**DADOS DO EXERCÍCIO:**
===

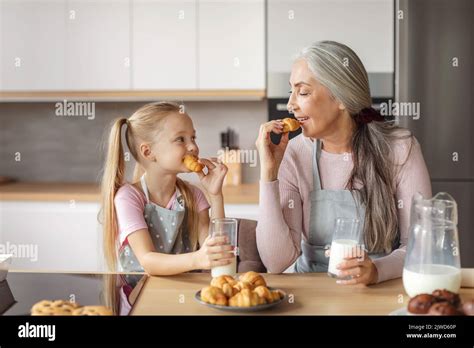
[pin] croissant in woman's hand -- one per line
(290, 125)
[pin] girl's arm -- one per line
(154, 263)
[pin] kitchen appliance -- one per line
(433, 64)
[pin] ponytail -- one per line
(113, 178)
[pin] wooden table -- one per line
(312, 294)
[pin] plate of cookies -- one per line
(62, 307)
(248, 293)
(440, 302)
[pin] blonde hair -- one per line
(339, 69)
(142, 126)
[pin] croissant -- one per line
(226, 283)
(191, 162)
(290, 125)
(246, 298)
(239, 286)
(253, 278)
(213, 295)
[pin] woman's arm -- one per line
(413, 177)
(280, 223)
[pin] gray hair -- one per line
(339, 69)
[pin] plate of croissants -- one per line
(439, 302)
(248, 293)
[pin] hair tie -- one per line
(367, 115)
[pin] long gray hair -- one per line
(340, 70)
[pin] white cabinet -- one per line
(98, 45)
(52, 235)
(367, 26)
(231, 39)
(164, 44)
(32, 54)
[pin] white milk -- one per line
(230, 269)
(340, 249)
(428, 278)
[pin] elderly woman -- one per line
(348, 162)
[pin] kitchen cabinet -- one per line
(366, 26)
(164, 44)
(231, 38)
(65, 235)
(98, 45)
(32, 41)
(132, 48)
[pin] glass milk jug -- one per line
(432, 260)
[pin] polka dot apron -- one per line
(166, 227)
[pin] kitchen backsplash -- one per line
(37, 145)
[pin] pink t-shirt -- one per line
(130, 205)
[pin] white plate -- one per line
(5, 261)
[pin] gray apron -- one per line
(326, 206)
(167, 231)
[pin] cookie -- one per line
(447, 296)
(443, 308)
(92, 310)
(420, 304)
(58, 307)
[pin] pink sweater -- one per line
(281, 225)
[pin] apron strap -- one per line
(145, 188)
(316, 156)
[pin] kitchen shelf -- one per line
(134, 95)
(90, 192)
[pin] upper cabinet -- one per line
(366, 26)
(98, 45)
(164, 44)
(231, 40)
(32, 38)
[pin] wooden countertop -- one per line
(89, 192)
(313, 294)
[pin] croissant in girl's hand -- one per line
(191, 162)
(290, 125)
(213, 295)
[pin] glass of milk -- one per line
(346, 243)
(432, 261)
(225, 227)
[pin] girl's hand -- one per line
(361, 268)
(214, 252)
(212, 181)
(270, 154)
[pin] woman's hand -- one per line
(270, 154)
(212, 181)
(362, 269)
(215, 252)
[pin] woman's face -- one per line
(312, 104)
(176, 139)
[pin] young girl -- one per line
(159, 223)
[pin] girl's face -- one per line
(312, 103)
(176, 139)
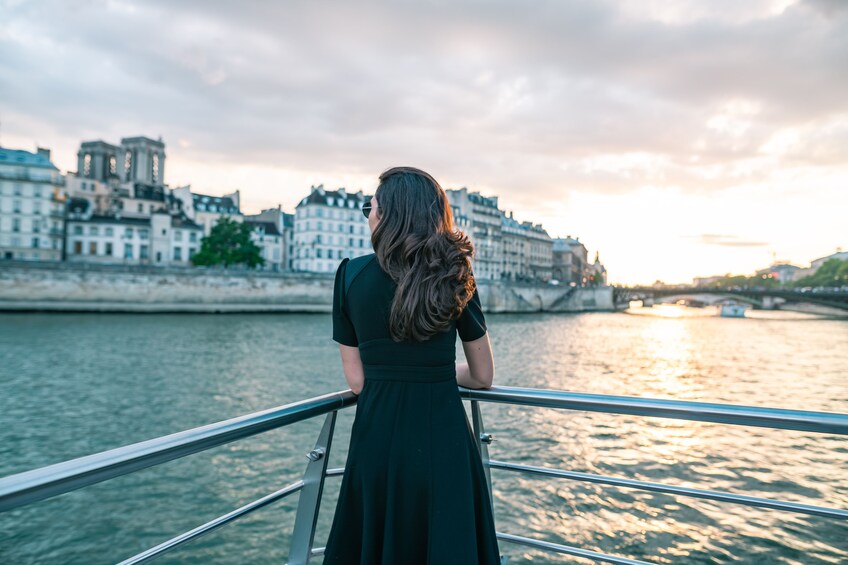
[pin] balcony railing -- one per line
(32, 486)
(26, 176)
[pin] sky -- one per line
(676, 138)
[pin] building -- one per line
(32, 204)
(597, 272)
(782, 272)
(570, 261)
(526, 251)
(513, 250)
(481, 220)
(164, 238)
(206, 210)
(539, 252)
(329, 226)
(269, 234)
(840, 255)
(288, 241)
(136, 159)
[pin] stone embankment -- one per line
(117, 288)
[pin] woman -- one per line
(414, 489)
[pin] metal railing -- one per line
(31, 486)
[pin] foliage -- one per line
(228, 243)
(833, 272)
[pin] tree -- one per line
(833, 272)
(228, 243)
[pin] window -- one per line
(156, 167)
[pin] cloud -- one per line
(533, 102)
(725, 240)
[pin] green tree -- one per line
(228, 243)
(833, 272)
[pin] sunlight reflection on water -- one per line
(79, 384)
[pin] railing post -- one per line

===

Reescreva todo o material acima como uma lista numerada, omitindo as linhas em branco e deixando as imagens fora da resposta.

**RESULTADO DA TAREFA:**
1. [pin] croissant in woman's hand -- one per line
2. (290, 125)
3. [pin] girl's arm -- one per line
4. (154, 263)
5. [pin] kitchen appliance -- one per line
6. (433, 64)
7. [pin] ponytail -- one per line
8. (113, 178)
9. [pin] wooden table -- one per line
10. (312, 294)
11. [pin] plate of cookies -- one per line
12. (62, 307)
13. (248, 293)
14. (440, 302)
15. [pin] blonde hair -- one per line
16. (339, 69)
17. (142, 126)
18. [pin] croissant -- one per line
19. (226, 283)
20. (191, 162)
21. (290, 125)
22. (246, 298)
23. (239, 286)
24. (253, 278)
25. (213, 295)
26. [pin] woman's arm -- one per line
27. (413, 177)
28. (280, 223)
29. [pin] gray hair -- one per line
30. (339, 69)
31. [pin] plate of croissants -- one per line
32. (439, 302)
33. (248, 293)
34. [pin] hair tie -- one per line
35. (367, 115)
36. [pin] long gray hair -- one per line
37. (340, 70)
38. [pin] white cabinet -- one per line
39. (98, 45)
40. (52, 235)
41. (367, 26)
42. (231, 39)
43. (164, 44)
44. (32, 54)
45. [pin] white milk -- one per line
46. (230, 269)
47. (340, 249)
48. (428, 278)
49. [pin] elderly woman -- one per line
50. (348, 162)
51. [pin] kitchen cabinet -- one per line
52. (366, 26)
53. (164, 44)
54. (231, 38)
55. (65, 235)
56. (98, 45)
57. (32, 41)
58. (132, 48)
59. [pin] glass milk jug -- one per line
60. (432, 260)
61. [pin] polka dot apron -- one per line
62. (166, 227)
63. [pin] kitchen backsplash -- one per line
64. (37, 145)
65. [pin] pink t-shirt -- one per line
66. (130, 205)
67. [pin] white plate -- one per line
68. (5, 261)
69. [pin] gray apron -- one per line
70. (326, 206)
71. (167, 231)
72. [pin] cookie -- one per line
73. (447, 296)
74. (443, 308)
75. (92, 310)
76. (420, 304)
77. (58, 307)
78. [pin] pink sweater -- one per line
79. (281, 225)
80. [pin] apron strap -- one per line
81. (145, 188)
82. (316, 156)
83. [pin] kitchen shelf -- one per line
84. (134, 95)
85. (90, 192)
86. [pin] upper cabinet -- one per line
87. (366, 26)
88. (98, 45)
89. (164, 44)
90. (231, 40)
91. (32, 38)
92. [pin] wooden countertop -- one per line
93. (89, 192)
94. (313, 294)
95. [pin] croissant in girl's hand -- one per line
96. (191, 162)
97. (290, 125)
98. (213, 295)
99. [pin] glass of milk -- one per line
100. (346, 243)
101. (432, 261)
102. (225, 227)
103. [pin] girl's hand -- one per line
104. (361, 268)
105. (214, 252)
106. (212, 181)
107. (270, 154)
108. [pin] woman's hand -- one per line
109. (270, 154)
110. (212, 181)
111. (362, 269)
112. (215, 252)
113. [pin] woman's face -- one per line
114. (312, 104)
115. (176, 139)
116. [pin] young girl -- one per line
117. (159, 223)
118. [pin] girl's face -- one per line
119. (312, 103)
120. (176, 139)
121. [pin] balcony railing -- one per line
122. (32, 486)
123. (26, 176)
124. [pin] sky -- one per line
125. (676, 138)
126. [pin] building -- one per line
127. (32, 204)
128. (597, 272)
129. (782, 272)
130. (570, 261)
131. (526, 251)
132. (513, 250)
133. (481, 220)
134. (164, 238)
135. (206, 210)
136. (539, 252)
137. (329, 226)
138. (269, 234)
139. (840, 255)
140. (288, 241)
141. (136, 159)
142. [pin] stone embankment -- one per line
143. (117, 288)
144. [pin] woman -- one per line
145. (414, 489)
146. [pin] metal railing -- one per line
147. (31, 486)
148. [pin] foliage -- one per line
149. (228, 243)
150. (833, 272)
151. [pin] tree -- one per line
152. (833, 272)
153. (228, 243)
154. [pin] window -- one per line
155. (156, 167)
156. [pin] cloud -- one per line
157. (533, 102)
158. (725, 240)
159. [pin] green tree -- one per line
160. (228, 243)
161. (833, 272)
162. [pin] sunlight reflection on water -- one per line
163. (79, 384)
164. [pin] railing post -- one per line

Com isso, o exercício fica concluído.